> **THE EXERCISE**
Output the entries below as a two-column CSV with the columns instruction and outline, one row per request. Put each request's text and its answer in a single quoted field, with line breaks replaced by spaces.

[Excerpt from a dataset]
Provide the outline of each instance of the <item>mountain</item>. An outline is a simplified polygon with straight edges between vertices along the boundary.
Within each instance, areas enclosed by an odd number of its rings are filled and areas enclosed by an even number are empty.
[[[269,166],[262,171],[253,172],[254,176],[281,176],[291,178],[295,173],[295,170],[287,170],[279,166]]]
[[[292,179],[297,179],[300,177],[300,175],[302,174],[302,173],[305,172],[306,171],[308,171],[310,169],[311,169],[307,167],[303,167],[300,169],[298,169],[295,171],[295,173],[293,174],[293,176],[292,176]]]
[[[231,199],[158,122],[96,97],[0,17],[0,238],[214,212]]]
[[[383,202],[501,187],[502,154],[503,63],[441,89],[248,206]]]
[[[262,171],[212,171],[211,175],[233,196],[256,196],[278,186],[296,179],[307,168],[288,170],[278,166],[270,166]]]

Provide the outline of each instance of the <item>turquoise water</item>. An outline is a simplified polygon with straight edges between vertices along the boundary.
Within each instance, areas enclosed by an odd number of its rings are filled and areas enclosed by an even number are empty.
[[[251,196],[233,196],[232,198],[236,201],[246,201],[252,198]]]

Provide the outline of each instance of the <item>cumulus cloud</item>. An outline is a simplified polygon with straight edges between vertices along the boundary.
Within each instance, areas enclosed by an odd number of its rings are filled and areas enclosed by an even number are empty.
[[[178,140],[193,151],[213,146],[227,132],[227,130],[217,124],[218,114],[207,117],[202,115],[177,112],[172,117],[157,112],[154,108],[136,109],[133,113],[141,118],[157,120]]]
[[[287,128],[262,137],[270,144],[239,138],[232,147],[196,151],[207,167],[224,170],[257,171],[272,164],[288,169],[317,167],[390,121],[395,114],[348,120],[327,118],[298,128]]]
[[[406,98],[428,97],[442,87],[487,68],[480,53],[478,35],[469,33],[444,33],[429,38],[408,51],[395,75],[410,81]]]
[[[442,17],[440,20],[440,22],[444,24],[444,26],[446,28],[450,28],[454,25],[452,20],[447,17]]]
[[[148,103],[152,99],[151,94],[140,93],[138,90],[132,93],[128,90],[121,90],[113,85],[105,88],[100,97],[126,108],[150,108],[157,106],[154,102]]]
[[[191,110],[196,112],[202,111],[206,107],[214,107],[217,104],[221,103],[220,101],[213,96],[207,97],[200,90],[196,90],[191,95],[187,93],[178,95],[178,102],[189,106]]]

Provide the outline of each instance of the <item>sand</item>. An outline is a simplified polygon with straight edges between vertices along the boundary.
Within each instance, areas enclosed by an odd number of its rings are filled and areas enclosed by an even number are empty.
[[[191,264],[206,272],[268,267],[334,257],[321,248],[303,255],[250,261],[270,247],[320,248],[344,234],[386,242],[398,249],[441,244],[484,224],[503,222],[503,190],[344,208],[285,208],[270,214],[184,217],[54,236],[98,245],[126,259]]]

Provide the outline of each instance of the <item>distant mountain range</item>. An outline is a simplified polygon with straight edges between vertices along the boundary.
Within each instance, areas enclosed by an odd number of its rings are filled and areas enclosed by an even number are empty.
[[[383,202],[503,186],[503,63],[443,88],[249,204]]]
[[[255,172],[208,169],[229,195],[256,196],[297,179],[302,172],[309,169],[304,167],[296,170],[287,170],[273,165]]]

> **WRITTEN REPLY**
instruction,outline
"Provide the outline of each instance of the <item>mountain</item>. An outline is a simplified polygon with straight edges between vertices along the boundary. Within each instance, areas enclosed by an odd number of its rings are filled and areas enclosed by an even number are empty.","[[[269,166],[262,171],[253,172],[254,176],[281,176],[291,178],[295,173],[295,170],[287,170],[279,166]]] [[[292,179],[297,179],[300,177],[300,175],[302,174],[302,173],[305,172],[306,171],[308,171],[310,169],[311,169],[307,167],[303,167],[300,169],[298,169],[295,171],[295,173],[293,174],[293,176],[292,176]]] [[[231,199],[158,122],[96,97],[0,17],[0,238],[214,212]]] [[[383,202],[501,187],[502,154],[503,63],[441,89],[248,206]]] [[[262,171],[212,171],[211,175],[233,196],[256,196],[278,186],[296,179],[307,168],[288,170],[278,166],[270,166]]]"
"Provide the outline of each instance of the <item>turquoise water</item>. An outline is a simplified polygon with straight edges between vertices along the boundary. Within each instance, areas enclosed by an odd number of its rings are filled and areas enclosed by an even number are empty.","[[[251,196],[233,196],[232,198],[236,201],[246,201],[252,198]]]"
"Provide the outline of each instance of the <item>cumulus cloud</item>. An outline is a simplified polygon with straight edges between vertices along the boundary. Within each instance, areas enclosed by an odd number of its rings are filled and areas enclosed by an even number are empty.","[[[178,140],[193,151],[213,146],[227,132],[227,130],[217,124],[218,114],[207,117],[202,115],[177,112],[172,117],[157,112],[154,108],[136,109],[133,113],[141,118],[157,120]]] [[[287,128],[262,137],[270,144],[239,138],[232,147],[196,151],[207,167],[224,170],[257,171],[272,164],[288,169],[317,167],[390,121],[395,114],[348,120],[327,118],[298,128]]] [[[406,98],[428,97],[442,87],[487,68],[480,53],[478,35],[469,33],[444,33],[429,38],[408,51],[395,75],[410,81]]] [[[442,17],[440,20],[440,22],[444,24],[444,26],[446,28],[450,28],[454,25],[452,20],[447,17]]] [[[148,103],[152,99],[151,94],[140,93],[138,90],[132,93],[128,90],[121,90],[113,85],[105,88],[100,97],[126,108],[150,108],[157,106],[154,102]]] [[[191,110],[196,112],[202,111],[206,107],[214,107],[217,104],[221,103],[220,101],[213,96],[207,97],[200,90],[196,90],[191,95],[187,93],[178,95],[178,102],[189,106]]]"
"Provide the outline of each instance of the <item>sand</item>. An outline is a simplified polygon with straight edges between vertices along the boundary. Within each instance, areas enclosed by an odd number of its rings are filled and areas enclosed by an even number are empty.","[[[191,264],[206,272],[268,267],[334,257],[321,248],[303,255],[250,261],[270,247],[320,248],[344,234],[386,242],[398,249],[441,244],[484,224],[503,222],[503,190],[344,208],[285,208],[270,214],[184,217],[54,236],[98,245],[126,259]]]"
"Provide the outline of each instance of the <item>distant mountain range</item>. An outline is a simplified polygon with straight edges between vertices along the boundary. Within each instance, areas enclosed by an odd number of its rings are filled and areas enclosed by an even number are empty.","[[[383,202],[503,186],[503,63],[443,88],[249,204]]] [[[255,172],[208,169],[229,195],[256,196],[297,179],[302,172],[309,169],[304,167],[296,170],[287,170],[273,165]]]"